● **Task requirements**:
Your response should consist of the data that follows, repeated in full without alteration.

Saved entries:

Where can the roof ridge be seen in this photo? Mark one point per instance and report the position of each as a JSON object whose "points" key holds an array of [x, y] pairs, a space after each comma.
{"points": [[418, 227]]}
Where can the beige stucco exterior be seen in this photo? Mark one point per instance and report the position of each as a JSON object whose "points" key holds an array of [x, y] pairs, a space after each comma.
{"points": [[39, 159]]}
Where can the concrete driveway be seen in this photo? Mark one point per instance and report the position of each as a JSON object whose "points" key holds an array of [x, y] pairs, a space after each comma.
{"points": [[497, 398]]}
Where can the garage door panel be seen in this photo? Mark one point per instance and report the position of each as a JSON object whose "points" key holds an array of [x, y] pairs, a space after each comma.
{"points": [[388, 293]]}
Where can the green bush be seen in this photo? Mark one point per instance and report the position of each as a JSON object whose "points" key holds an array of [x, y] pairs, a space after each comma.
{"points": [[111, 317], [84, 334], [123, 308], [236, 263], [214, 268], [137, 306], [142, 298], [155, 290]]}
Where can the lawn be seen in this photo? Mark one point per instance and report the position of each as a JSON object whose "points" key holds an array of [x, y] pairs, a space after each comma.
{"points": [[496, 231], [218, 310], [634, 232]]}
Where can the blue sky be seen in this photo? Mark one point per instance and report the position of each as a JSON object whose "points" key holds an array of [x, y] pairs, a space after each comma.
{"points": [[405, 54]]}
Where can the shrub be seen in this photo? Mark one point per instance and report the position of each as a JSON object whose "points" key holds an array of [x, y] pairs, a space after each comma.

● **The completed task**:
Where can the roof ridge be seen in this photo? Mark one point per instance and report the position of each as a JSON object whose "points" key holds an array of [x, y] pairs, a space after each comma.
{"points": [[418, 227]]}
Where can the beige stucco exterior be seen in this photo? Mark one point per instance and report the position of each as a JSON object whose "points" key holds an array of [x, y] pairs, a space after each comma.
{"points": [[39, 159]]}
Where can the concrete driveway be seen in this photo? Mark one point per instance and report the position of each as a JSON object whose "points" key holds an array of [x, y] pairs, a space after each comma.
{"points": [[497, 398]]}
Where can the garage door panel be seen in this photo? Mark one point per instance and report the position of each as a JSON object whose "points" key holds an array of [x, y] pairs, a space after each comma.
{"points": [[388, 293]]}
Where can the green bush be seen in this photo? Mark one point per instance and report the position of each as a JSON object whose "points" key holds an array of [x, y] pairs, a space after each comma.
{"points": [[111, 317], [84, 334], [123, 308], [236, 263], [214, 268], [137, 306], [142, 298], [155, 290]]}
Where can the lawn be seen in this photo? Mark one point per instance and report the position of each as a JSON object whose "points" key holds an array of [x, y] pairs, a space after each comma.
{"points": [[496, 231], [218, 310], [634, 232]]}
Where can the blue sky be seen in this photo? Mark one point per instance and report the position of each as a JSON object whose "points" key holds an array of [x, y] pairs, a space after each comma.
{"points": [[405, 54]]}
Where can the shrub be seen in this photo? Mark one point per instance and report the position of each as a JSON object whose "points" key holds an array of [x, y] pairs, a space after each comma.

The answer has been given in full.